* start SELECTED EXTRACT *
The best open-weight coding models you can self-host in 2026 now land roughly 60–72% on SWE-bench Verified — close enough to be genuinely useful, far enough from the 80–95% frontier cloud coders that you should choose your hardware and model with eyes open. The decision that matters is not “which open model is best” but “which open model fits the box I can actually buy.”
That box question got harder this year. The DRAM and GDDR7 shortage pushed workstation GPU prices up and erased the big-memory Mac configurations: the Mac Studio M3 Ultra now maxes out at 96GB, and the “large-memory Mac for local AI” is the M5 Max 128GB laptop rather than a 256GB or 512GB Studio. Meanwhile the models themselves ballooned — GLM-5.2 ships 744 billion parameters under an MIT license, and no single desk-side machine comes close to running it.
This guide does the arithmetic so you do not have to: how much VRAM each model needs at 4-bit, why memory bandwidth — not capacity — sets your token speed, and a single matrix that pairs every 2026 open coder with the hardware tier that runs it. We will be precise about what fits a single 96GB card, honest about what only runs in the cloud, and clear about the policy reason almost every leading open coder now comes from a Chinese lab. Every number traces to a primary source; verify the volatile ones before you spend.
- 01Open coders are useful, but the gap to frontier is real.Self-hostable open-weight models top out around 71–72% SWE-bench Verified (Qwen3-Coder-Next, Devstral 2), while closed frontier coders sit at 80–95%. That is roughly a 17–27 point gap — meaningful, not unbridgeable.
- 02A single 96GB card is the real self-hosting ceiling.An RTX PRO 6000 Blackwell (96GB) runs Qwen3-Coder-Next (80B MoE) comfortably or Devstral 2 (123B dense) tightly at 4-bit. A 744B MoE like GLM-5.2 does not fit one box — all weights must stay resident in GPU memory regardless of active-parameter count.
- 03Bandwidth, not memory, decides how fast it feels.Decode is memory-bound. A 128GB DGX Spark (273 GB/s) generates tokens far slower than a 128GB M5 Max (614 GB/s), which is slower again than a 96GB RTX PRO 6000 (1.79 TB/s). Buy bandwidth for interactive coding; buy capacity only when a model will not otherwise load.
* end SELECTED EXTRACT *
Carry on the guide to self-hosting open-weight coding models from its last sentence, keeping its style and register.
* start DATA EXTRACT *
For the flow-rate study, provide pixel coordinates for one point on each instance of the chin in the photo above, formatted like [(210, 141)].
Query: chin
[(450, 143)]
* end DATA EXTRACT *
**RESPONSE:**
- 04SWE-bench Verified and SWE-bench Pro are not the same test.GLM-5.2 reports a vendor SWE-bench Pro score (62.1%); most others report SWE-bench Verified. Pro is a harder problem set — never line the two up as if they were comparable. We split them into separate columns for exactly this reason.
- 05The open coding leaderboard is overwhelmingly Chinese.US export controls gate the most capable closed weights but explicitly exempt published open weights. The structural result: the leading open coders — Qwen, DeepSeek, GLM, Kimi — come from Chinese labs, several trained on non-NVIDIA silicon to stay export-proof.
01 — The GapOpen coders are good. Frontier cloud is still ahead.
Start with the honest framing, because most roundups bury it. The best coding model you can download and run yourself is no longer a toy — but it is not the best coding model, full stop. On SWE-bench Verified, the standard agentic-coding benchmark, the strongest self-hostable open-weight models land in the low 70s, while the closed frontier sits in the high 80s to mid 90s. The chart below puts the two groups side by side.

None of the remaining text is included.